— Extract —
● ● ● ● ●
The Big Question:
How do these various networks (past tense, morphology, visual
recognition), combine to do multiple tasks? Why are there always so
many boxes? Couldn't one system perform the fuction of many boxes?
Indeed, Lashley was both right and wrong. The brain appears both
localized and yet distributed.
So for language, do we really need dual route
models of inflectional morphology and/or word recognition and naming?
Can connectionist models provide a methaphor for how a single system
could implement two different tasks?
Bilingual Word Recognition
Are two languages merely sub-division of the same system (much like the aphasic data for the seperation between nouns and verbs), or are they completely seperate language systems? In the standard view, bilingual is lexically specific and yet semantically homogenous. Evidence for this includes interlingual homographs (red in english and spanish). If read red (infrequent in spanish) very slow recognition, but if read red in English very fast, in accords with frequency.
Still, you get interference effects. So what's going on? Well,
tried an IAC model for language. And at the lexical level therewasn't
any distinctive difference between this and Thomas's BIN model both
of which showed that internal hidden units could exhibit both
independence and yet interference (just like the himan data). Of
course, in the model, interference effects are the result of
similiarity effects. Thus, the single route model would now seem
better.
● ● ● ● ●
— Data entries —
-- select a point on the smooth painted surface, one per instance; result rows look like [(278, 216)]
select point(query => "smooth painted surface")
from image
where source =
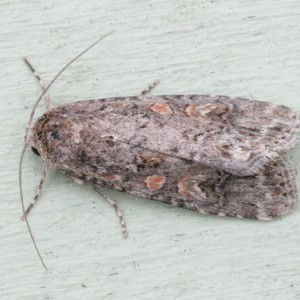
[(235, 48)]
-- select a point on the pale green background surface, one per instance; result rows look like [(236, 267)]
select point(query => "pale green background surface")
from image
[(236, 48)]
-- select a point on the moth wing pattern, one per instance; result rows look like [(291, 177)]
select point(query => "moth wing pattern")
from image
[(235, 135), (146, 146)]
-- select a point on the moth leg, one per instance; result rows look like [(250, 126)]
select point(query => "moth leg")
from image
[(47, 97), (150, 88), (117, 209), (38, 190)]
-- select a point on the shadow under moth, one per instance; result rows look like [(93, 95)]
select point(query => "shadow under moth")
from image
[(213, 154)]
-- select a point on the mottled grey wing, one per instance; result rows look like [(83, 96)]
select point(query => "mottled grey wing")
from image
[(235, 135)]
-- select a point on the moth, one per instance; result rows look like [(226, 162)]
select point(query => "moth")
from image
[(213, 154)]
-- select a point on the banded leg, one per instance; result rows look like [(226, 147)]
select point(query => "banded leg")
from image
[(38, 190), (117, 209), (150, 88), (47, 97)]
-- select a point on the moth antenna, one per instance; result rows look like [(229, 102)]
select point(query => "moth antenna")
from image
[(23, 207), (117, 209), (29, 126), (47, 97), (59, 73)]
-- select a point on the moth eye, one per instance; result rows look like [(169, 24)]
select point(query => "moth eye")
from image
[(35, 151)]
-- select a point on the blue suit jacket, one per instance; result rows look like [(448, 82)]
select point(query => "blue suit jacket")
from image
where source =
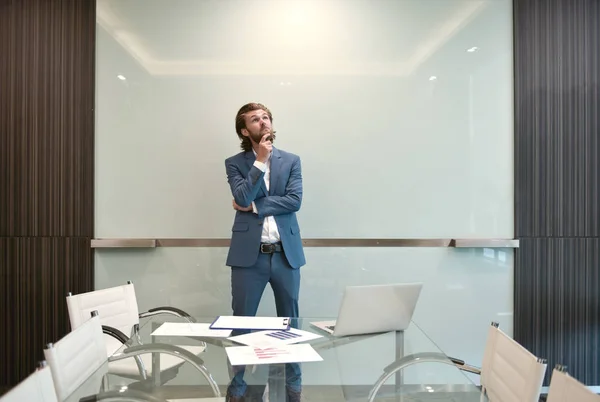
[(281, 201)]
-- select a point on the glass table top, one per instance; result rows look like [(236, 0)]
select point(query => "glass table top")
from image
[(404, 365)]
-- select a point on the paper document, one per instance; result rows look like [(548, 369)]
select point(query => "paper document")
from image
[(242, 355), (274, 338), (232, 322), (189, 329)]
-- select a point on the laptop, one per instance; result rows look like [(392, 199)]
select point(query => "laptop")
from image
[(374, 308)]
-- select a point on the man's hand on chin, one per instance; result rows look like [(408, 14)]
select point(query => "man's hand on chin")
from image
[(238, 208)]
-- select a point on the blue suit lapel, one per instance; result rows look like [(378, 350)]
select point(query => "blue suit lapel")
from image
[(275, 170), (250, 158)]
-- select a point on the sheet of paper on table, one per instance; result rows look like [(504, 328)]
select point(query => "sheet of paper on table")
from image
● ● ● ● ●
— Things to do —
1) Switch "connectionist" to "neural network" in the lecture notes, and write out the passage starting with "Indeed, Lashley was" and going on through "two different tasks?".
2) In three sentences, summarize the lecture notes above.
3) Write the next part of the lecture notes on single and dual route language models, carrying on from their last sentence.

— Answers for the exercise —
1)
Indeed, Lashley was both right and wrong. The brain appears both
localized and yet distributed.
So for language, do we really need dual route
models of inflectional morphology and/or word recognition and naming?
Can neural network models provide a methaphor for how a single system
could implement two different tasks?

2) The notes ask whether one system could do the work of the many separate networks in language models, since the brain appears both localized and distributed. For bilingual word recognition, the standard view holds that the two languages are lexically specific yet semantically homogeneous, citing interlingual homographs such as "red," whose recognition speed follows its frequency in each language. An IAC model and the BIN model both showed hidden units with both independence and interference, with interference arising from similarity, so the single route model now seems better.

3)
However, dual route models incoporate
aspects of the single route model and thereby accounted for the data
as well. So how seperate? Interference effects, dissociations,
independent acquisition, and parallel access.
Independence effects
Surely, one must, for the dual route, demonstrate functional
independence. And yet, in the face of this, for bilingual naming,
people are effected by the pronuciation rules of both languages.
Still, the DR people say: "well the routes aren't properly
controlled." Pinker.
OK, well sounds like the same
predictions, so better implement a dual route cognitive model. Until
have quantitative predictions, can't seperate here.
Dissociations
Now the onous is on single route accounts to explain these. Still recent work shows that double dissociations are possible in connectionist networks as well. However, these dissociations are relatively rare. So, is this the case in the real world? Hmm.
Independent acquisition
Well, seems like the single route has a problem with catastrophic interference. Shouldn't learning in one language interfere with subsequent learning? Well, the C response is the CI does occur and there are ways to get around this (expansion encoding, for example).
Parallel Access
Ok, if really two routes, should be able to use both at once. Thus, priming effects should be see because of priming in the unused route. Therefore, the priming should be equal within and outside the language being trained. And Thomas never found evidence of this, thus the dual route mdel seems weak.
Conclusions
The single route shows some support, but acquisition is still an important question. However, the wider question revolves around the kinds oof representations involved.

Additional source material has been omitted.